### WORK TASK
Word for word, copy each record that comes after this.

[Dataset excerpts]
▬▬▬▬▬▬▬▬▬▬
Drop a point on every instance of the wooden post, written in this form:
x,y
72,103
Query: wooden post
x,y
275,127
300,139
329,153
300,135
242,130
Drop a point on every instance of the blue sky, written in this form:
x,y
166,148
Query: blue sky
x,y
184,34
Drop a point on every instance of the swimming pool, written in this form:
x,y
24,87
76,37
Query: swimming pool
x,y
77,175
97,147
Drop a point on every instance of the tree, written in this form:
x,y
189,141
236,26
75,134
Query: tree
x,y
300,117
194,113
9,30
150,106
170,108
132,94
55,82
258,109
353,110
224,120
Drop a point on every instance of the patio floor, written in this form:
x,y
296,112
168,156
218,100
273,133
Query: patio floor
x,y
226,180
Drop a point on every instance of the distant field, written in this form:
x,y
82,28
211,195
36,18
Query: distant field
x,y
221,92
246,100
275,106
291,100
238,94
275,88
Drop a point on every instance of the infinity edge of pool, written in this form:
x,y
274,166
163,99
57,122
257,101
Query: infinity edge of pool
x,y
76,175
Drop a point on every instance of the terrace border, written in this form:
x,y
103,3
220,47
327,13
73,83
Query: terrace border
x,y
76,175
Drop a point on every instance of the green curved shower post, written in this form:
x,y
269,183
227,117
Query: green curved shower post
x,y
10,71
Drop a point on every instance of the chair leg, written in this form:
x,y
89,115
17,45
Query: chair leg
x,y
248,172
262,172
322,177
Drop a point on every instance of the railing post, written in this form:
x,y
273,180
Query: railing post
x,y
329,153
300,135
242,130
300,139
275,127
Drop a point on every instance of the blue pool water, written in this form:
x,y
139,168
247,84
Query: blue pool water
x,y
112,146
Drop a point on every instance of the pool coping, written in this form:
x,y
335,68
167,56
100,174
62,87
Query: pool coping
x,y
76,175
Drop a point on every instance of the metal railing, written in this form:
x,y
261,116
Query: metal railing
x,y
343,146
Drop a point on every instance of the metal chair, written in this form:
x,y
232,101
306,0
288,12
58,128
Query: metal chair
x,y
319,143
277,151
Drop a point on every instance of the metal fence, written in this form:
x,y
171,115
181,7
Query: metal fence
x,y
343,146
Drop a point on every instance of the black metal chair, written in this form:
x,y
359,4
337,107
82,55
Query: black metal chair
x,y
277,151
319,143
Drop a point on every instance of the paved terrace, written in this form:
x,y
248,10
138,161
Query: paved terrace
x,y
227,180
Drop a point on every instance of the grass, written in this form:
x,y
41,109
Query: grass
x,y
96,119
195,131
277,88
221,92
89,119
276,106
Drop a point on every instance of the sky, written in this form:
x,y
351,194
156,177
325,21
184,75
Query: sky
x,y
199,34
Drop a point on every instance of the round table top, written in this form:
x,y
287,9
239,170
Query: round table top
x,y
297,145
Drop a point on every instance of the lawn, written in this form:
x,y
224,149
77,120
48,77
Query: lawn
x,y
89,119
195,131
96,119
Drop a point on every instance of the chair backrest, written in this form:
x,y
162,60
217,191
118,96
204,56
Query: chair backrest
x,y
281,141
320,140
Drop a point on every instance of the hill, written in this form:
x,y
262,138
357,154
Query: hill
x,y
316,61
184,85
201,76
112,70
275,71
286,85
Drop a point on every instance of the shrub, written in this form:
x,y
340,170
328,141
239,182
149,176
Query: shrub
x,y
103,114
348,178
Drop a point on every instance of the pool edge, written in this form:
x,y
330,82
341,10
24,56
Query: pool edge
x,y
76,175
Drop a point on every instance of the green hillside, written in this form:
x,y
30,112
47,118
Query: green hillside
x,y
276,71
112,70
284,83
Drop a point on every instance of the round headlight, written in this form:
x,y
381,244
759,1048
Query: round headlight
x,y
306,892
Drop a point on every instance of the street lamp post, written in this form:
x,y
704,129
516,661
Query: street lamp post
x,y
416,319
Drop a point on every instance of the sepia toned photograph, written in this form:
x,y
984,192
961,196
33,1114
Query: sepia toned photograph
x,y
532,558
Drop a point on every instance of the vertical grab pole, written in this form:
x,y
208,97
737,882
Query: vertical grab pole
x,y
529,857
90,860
▬▬▬▬▬▬▬▬▬▬
### COMPLETED EXERCISE
Drop a point on every instance of the wooden post, written in this form:
x,y
72,103
Query: wooden post
x,y
275,127
300,139
329,153
300,135
242,130
Drop a point on every instance of the blue sky, written in this form:
x,y
166,148
Query: blue sky
x,y
184,34
Drop a point on every instance of the swimming pool, written in this form:
x,y
24,87
76,37
Query: swimming pool
x,y
77,175
97,147
Drop a point on every instance of the tree, written in this form:
x,y
189,141
236,26
75,134
Query: tree
x,y
300,117
194,113
9,30
150,106
170,108
132,94
55,82
258,109
353,110
224,120
Drop a point on every instance of the patio floor, written in this form:
x,y
296,112
168,156
218,100
273,133
Query: patio floor
x,y
226,180
Drop a point on every instance of the distant field, written in this form:
x,y
82,28
211,195
36,18
Query: distant field
x,y
221,92
246,100
275,106
291,100
238,94
275,88
Drop a point on every instance of the infinity edge of pool, written in this form:
x,y
274,166
163,99
57,122
257,101
Query: infinity edge of pool
x,y
76,175
Drop a point on every instance of the terrace border, written in this form:
x,y
103,3
220,47
327,13
73,83
Query: terrace border
x,y
76,175
Drop a point on every instance of the green curved shower post, written in this form:
x,y
269,183
227,117
Query: green curved shower post
x,y
10,71
Drop a point on every instance of the chair leg, written in this form:
x,y
89,115
17,45
Query: chair leg
x,y
248,172
262,172
322,177
Drop a point on every instance of the railing post, written in this form:
x,y
273,180
Query: railing post
x,y
329,153
300,135
242,130
300,139
275,127
Drop a point on every instance of the blue pool water, written in this form:
x,y
139,168
247,84
Query: blue pool water
x,y
112,146
Drop a point on every instance of the pool coping, written in this form:
x,y
335,68
167,56
100,174
62,87
Query: pool coping
x,y
76,175
Drop a point on every instance of the metal railing, written in this form:
x,y
261,116
Query: metal railing
x,y
343,146
Drop a point on every instance of the metal chair, written in this form:
x,y
232,101
306,0
288,12
58,128
Query: metal chair
x,y
319,143
277,151
Drop a point on every instance of the metal fence, written in this form:
x,y
171,115
181,7
Query: metal fence
x,y
343,146
Drop a point on every instance of the black metal chair, written in this form:
x,y
359,4
337,107
82,55
Query: black metal chair
x,y
277,151
319,143
Drop a point on every instance of the paved terrace, written in this form:
x,y
248,10
138,161
Query: paved terrace
x,y
227,180
Drop a point on every instance of the grass, written in this form:
x,y
41,109
Query: grass
x,y
96,119
195,131
277,88
221,92
89,119
276,106
Drop a point on every instance of the sky, written in this form:
x,y
351,194
156,177
325,21
184,75
Query: sky
x,y
199,34
Drop a point on every instance of the round table top, written in this form:
x,y
287,9
239,170
Query: round table top
x,y
297,145
Drop a point on every instance of the lawn, written in this form:
x,y
224,149
77,120
48,77
Query: lawn
x,y
89,119
195,131
96,119
Drop a point on every instance of the chair backrest, written in this form:
x,y
162,60
217,191
118,96
204,56
Query: chair backrest
x,y
281,141
320,140
Drop a point on every instance of the hill, written in this form:
x,y
262,138
357,154
Query: hill
x,y
316,61
184,85
201,76
112,70
275,71
286,85
Drop a point on every instance of the shrub, written in this form:
x,y
340,170
328,141
239,182
149,176
Query: shrub
x,y
103,114
348,178
Drop a point on every instance of the pool edge, written in this form:
x,y
330,82
341,10
24,56
Query: pool edge
x,y
76,175
Drop a point on every instance of the green hillside, written in this form:
x,y
30,112
47,118
Query: green hillside
x,y
276,71
112,70
284,83
Drop a point on every instance of the round headlight, written in this form:
x,y
381,244
759,1048
Query: round headlight
x,y
306,892
Drop a point on every instance of the street lamp post, written in this form:
x,y
704,129
516,661
Query: street lamp post
x,y
416,319
Drop a point on every instance of the sepia toned photograph, written in this form:
x,y
984,192
961,196
33,1114
Query: sepia toned photograph
x,y
532,558
Drop a point on every instance of the vertical grab pole, written in this form:
x,y
208,97
737,882
Query: vertical grab pole
x,y
529,857
90,860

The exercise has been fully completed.